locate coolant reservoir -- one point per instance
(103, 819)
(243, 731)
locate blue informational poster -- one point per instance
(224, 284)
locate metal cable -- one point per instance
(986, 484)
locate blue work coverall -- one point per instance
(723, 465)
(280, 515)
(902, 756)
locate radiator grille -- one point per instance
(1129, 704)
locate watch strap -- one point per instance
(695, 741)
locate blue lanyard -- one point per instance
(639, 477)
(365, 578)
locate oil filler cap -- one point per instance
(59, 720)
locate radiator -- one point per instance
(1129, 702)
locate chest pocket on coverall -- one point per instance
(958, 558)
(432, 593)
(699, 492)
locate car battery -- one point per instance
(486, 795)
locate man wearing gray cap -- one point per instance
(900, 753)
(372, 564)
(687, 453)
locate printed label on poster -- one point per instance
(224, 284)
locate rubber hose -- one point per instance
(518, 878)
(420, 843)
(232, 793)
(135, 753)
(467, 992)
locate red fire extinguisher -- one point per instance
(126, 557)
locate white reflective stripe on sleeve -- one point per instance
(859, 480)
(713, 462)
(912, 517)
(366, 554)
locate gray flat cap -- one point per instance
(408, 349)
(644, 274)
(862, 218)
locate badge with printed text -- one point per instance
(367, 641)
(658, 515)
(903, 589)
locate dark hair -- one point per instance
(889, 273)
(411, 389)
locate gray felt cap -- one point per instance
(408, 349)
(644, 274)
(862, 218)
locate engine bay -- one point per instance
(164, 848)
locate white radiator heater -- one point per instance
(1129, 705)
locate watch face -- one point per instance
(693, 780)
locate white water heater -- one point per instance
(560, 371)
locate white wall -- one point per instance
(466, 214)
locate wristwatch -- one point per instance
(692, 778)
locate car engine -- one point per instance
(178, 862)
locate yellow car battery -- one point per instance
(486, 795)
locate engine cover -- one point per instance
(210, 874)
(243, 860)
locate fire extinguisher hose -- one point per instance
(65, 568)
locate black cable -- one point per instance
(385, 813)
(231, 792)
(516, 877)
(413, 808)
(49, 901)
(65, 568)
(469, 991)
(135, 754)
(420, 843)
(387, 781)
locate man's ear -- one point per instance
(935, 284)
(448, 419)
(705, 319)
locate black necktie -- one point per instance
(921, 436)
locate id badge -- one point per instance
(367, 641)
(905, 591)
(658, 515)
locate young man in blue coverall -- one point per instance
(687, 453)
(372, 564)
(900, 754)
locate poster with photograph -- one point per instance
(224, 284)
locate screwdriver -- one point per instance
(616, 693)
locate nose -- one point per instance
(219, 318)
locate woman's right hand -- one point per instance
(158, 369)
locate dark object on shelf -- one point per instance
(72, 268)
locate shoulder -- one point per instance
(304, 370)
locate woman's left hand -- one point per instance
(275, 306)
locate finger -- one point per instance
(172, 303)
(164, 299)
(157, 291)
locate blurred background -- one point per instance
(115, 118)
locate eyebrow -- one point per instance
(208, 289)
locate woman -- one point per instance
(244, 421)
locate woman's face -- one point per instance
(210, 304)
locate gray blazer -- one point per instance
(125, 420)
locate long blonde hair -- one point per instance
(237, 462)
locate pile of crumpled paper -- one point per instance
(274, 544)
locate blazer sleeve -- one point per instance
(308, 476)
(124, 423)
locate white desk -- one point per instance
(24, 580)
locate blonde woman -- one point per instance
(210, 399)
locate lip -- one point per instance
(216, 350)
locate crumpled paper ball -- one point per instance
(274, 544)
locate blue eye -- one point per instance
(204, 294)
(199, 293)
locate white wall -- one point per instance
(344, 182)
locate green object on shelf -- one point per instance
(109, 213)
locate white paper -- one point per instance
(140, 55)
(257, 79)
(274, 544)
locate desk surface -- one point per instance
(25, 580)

^^^^

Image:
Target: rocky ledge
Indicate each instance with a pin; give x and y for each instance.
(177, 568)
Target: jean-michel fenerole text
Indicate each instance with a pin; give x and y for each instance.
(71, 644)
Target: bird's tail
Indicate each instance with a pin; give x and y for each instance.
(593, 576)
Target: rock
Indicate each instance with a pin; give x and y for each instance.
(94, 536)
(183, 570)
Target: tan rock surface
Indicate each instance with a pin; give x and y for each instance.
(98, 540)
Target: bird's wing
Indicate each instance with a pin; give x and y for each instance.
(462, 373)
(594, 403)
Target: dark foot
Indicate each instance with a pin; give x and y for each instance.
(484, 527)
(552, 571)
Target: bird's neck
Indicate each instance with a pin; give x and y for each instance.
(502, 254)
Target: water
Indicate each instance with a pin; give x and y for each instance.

^^^^

Exercise objective: Render the listing as a two-column CSV with the headers "target" and "points". Begin at the line that has "locate coolant reservoir" and stop after the line that has "(1129, 704)". Write one row per "locate" line, pairing it with the coordinates beneath it, and put each in a single quoted field with line breaks turned into spaces.

Result of this task:
target,points
"locate coolant reservoir -- one point per instance","(103, 819) (243, 731)"
"locate blue informational poster -- one point per instance","(224, 284)"
"locate metal cable -- one point per instance","(986, 484)"
"locate blue work coverall -- one point per instance","(723, 465) (280, 515) (902, 756)"
"locate radiator grille -- one point per instance","(1129, 704)"